▸ **TASK LIST**:
a: In the article about the film Stateless, which senator led passage of the 1989 amendment on refugee classification?
b: Retype the stretch of the article about the film Stateless from "The film will" through "American Jewish Committee.".

The film will be shown Sunday afternoon, Oct. 26, at Chabad of Western Monmouth County in Manalapan. 

Stateless was an official selection of the Boston Jewish Film Festival and has been widely praised.

Les Zeltserman of Tablet magazine described it as “a powerful, moving portrayal of what is, for many of us, the most important event of our lives.”

“No one had ever asked about the process, then along came Michael. This film is as close as I’ve ever seen to what actually happened,” said David Harris, executive director of the American Jewish Committee.

At the Chabad showing, Drob will introduce the film and take questions from the audience.

In 1989, Drob said, Sen. Frank Lautenberg (D-NJ) spearheaded passage of an amendment that changed the criteria on which would-be immigrants to the United States were classified as “refugees.”

“Before the amendment, families claiming refugee status had to prove a well-founded fear of persecution on the basis of race, religion, nationality, membership in a social group, or political opinion, and they had to do this on a case-by-case basis,” said Drob. This was a slow, laborious process at best and often led to heartbreak when applicants could not obtain entry — sometimes due to inconsistent decisions by Department of Immigration employees.

Under the Lautenberg amendment, said the filmmaker, a group of people such as the Soviet Jews could be considered as a class that had historically been subjected to persecution and, therefore, was recognized as deserving refugee consideration. 

“This is my first feature-length film,” Drob told NJJN in a phone interview. “I worked on it for more than a year, but I never did get a definitive answer on why visas weren’t being issued. I did, however, learn what finally broke up the logjam and enabled our admission to the United States.”

▸ **RECORD LIST**:

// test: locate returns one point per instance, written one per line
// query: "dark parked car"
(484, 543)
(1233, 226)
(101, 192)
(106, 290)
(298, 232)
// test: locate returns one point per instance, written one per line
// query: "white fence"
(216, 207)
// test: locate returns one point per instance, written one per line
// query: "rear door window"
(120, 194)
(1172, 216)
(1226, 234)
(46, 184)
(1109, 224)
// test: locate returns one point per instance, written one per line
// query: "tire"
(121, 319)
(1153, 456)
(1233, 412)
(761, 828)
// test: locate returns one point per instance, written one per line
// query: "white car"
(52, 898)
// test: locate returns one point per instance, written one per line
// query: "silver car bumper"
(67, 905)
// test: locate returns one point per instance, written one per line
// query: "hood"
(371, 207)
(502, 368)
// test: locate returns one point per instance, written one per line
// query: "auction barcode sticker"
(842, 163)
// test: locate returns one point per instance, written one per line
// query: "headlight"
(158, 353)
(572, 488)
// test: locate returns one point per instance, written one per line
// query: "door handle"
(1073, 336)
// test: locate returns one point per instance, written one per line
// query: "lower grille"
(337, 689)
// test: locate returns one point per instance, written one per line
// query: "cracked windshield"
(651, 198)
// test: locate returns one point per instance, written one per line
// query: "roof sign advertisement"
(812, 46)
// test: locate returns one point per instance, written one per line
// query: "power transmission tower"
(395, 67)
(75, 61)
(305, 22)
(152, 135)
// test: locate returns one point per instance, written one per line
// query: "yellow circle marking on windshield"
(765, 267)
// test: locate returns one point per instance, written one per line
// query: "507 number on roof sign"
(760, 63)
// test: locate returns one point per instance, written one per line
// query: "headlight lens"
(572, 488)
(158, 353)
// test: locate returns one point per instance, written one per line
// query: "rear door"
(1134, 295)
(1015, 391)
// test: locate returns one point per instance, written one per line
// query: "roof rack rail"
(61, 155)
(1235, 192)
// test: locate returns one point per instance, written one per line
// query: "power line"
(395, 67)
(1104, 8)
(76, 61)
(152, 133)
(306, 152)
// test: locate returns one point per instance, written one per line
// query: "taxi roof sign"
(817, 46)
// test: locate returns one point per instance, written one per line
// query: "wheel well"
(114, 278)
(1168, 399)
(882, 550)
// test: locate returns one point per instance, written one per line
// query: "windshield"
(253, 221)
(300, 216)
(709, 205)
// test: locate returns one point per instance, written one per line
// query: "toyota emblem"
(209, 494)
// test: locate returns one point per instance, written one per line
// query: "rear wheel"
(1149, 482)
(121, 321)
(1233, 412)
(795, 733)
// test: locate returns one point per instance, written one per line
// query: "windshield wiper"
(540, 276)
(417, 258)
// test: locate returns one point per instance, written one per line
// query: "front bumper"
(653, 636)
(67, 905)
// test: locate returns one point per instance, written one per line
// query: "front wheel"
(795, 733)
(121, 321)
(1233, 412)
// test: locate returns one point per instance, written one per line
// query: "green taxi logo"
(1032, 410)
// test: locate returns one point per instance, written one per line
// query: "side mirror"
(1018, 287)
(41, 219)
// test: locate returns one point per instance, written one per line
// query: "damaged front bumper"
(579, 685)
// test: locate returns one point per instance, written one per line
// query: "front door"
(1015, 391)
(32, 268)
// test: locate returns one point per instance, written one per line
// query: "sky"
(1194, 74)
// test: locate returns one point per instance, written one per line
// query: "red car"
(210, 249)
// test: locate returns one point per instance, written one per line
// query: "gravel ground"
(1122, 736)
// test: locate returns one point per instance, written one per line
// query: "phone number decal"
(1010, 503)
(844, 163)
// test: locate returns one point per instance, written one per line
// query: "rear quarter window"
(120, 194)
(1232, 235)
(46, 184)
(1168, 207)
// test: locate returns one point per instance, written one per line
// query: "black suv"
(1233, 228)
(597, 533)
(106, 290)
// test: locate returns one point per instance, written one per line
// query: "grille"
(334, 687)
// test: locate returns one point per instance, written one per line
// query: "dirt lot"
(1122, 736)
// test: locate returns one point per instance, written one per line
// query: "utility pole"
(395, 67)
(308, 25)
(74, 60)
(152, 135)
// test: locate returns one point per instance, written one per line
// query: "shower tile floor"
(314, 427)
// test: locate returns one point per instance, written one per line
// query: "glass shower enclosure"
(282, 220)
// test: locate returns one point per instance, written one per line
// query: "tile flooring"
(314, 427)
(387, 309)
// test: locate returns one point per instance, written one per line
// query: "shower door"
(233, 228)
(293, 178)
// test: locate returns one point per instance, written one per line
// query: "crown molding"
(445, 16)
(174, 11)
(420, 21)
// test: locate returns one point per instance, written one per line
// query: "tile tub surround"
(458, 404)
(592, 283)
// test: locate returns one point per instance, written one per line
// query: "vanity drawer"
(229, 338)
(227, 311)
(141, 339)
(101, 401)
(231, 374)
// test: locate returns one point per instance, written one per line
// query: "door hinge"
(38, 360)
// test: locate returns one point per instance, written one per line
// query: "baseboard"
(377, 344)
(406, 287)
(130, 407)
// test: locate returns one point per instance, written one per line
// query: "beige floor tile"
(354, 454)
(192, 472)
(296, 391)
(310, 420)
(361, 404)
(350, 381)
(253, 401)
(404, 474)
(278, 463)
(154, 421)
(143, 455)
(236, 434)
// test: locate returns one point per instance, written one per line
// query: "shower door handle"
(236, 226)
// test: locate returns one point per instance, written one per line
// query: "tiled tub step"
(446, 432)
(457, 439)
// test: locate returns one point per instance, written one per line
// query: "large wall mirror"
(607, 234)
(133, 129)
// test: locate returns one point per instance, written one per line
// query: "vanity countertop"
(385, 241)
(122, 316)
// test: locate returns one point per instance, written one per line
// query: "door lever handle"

▸ **TASK-BY-TASK SOLUTIONS**:
a: Sen. Frank Lautenberg (D-NJ)

b:
The film will be shown Sunday afternoon, Oct. 26, at Chabad of Western Monmouth County in Manalapan. 

Stateless was an official selection of the Boston Jewish Film Festival and has been widely praised.

Les Zeltserman of Tablet magazine described it as “a powerful, moving portrayal of what is, for many of us, the most important event of our lives.”

“No one had ever asked about the process, then along came Michael. This film is as close as I’ve ever seen to what actually happened,” said David Harris, executive director of the American Jewish Committee.